Spark Jobs API

This is a set of endpoints for configuring and running Spark jobs.

Job Types and Configurations

Job configurations are defined and stored using JSON. The required configuration information depends on the job type.

aggregation

This job type is supported by /spark/jobs API, and can be defined and managed using /spark/configurations API, but the dedicated /aggregator/jobs and /aggregator/aggregations API should be used in most cases because it provides additional support for managing jobs per collection, passing specific job parameters from requests, stricter parameter validation, etc.

script

This job type supports the execution of arbitrary Scala scripts. Results of computation can be returned to the caller as a part of job status, by assigning the result in the script to a variable called result.

Example configuration:

{
  "id": "scripted-1",
  "type": "script",
  "maxRows": 100,
  "script": "var rdd = sc.textFile(\"hdfs://localhost:9000/data/aol.json.gz\")\nrdd.count\nval result = rdd\n"
}

Example output:

{
  "state": "finished",
  "jobId": "d42260a6T153ebaed126",
  "jobConfig": {
    "id": "scripted-1",
    "script": "var rdd = sc.textFile(\"hdfs://localhost:9000/data/aol.json.gz\")\nrdd.count\nval result = rdd\n",
    "maxRows": 100,
    "type": "script",
    "sync": "true",
    "submitted": 1459948015910
  },
  "result": {
    "result": [
      {
        "_": "{\"user_id_s\":\"142\",\"query_s\":\"westchester.gov\",\"timestamp_dt\":\"2006-03-20T03:55:57.000Z\",\"params.position_s\":\"1\",\"doc_id_s\":\"http://www.westchestergov.com\"}"

> [Stated goal]
Answer these questions about the Spark Jobs API text above:
1. In what format are job configurations defined and stored?
2. For the aggregation job type, which dedicated APIs should be used in most cases?
3. In a script job, what variable must the script assign its computation to so that it is returned as part of job status?

> [Source excerpt]

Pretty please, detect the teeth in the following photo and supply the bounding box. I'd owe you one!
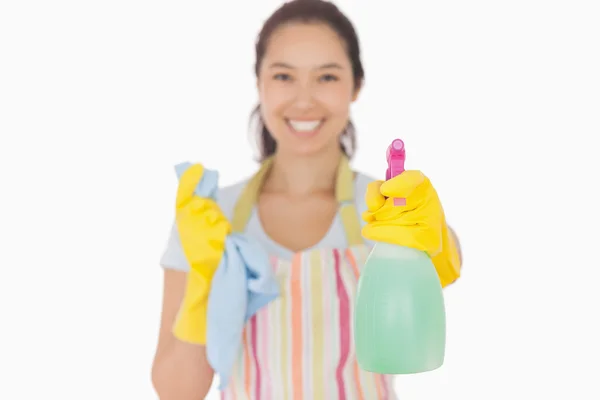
[290,120,321,132]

> [Response]
1. JSON.
2. The /aggregator/jobs and /aggregator/aggregations APIs.
3. A variable called result.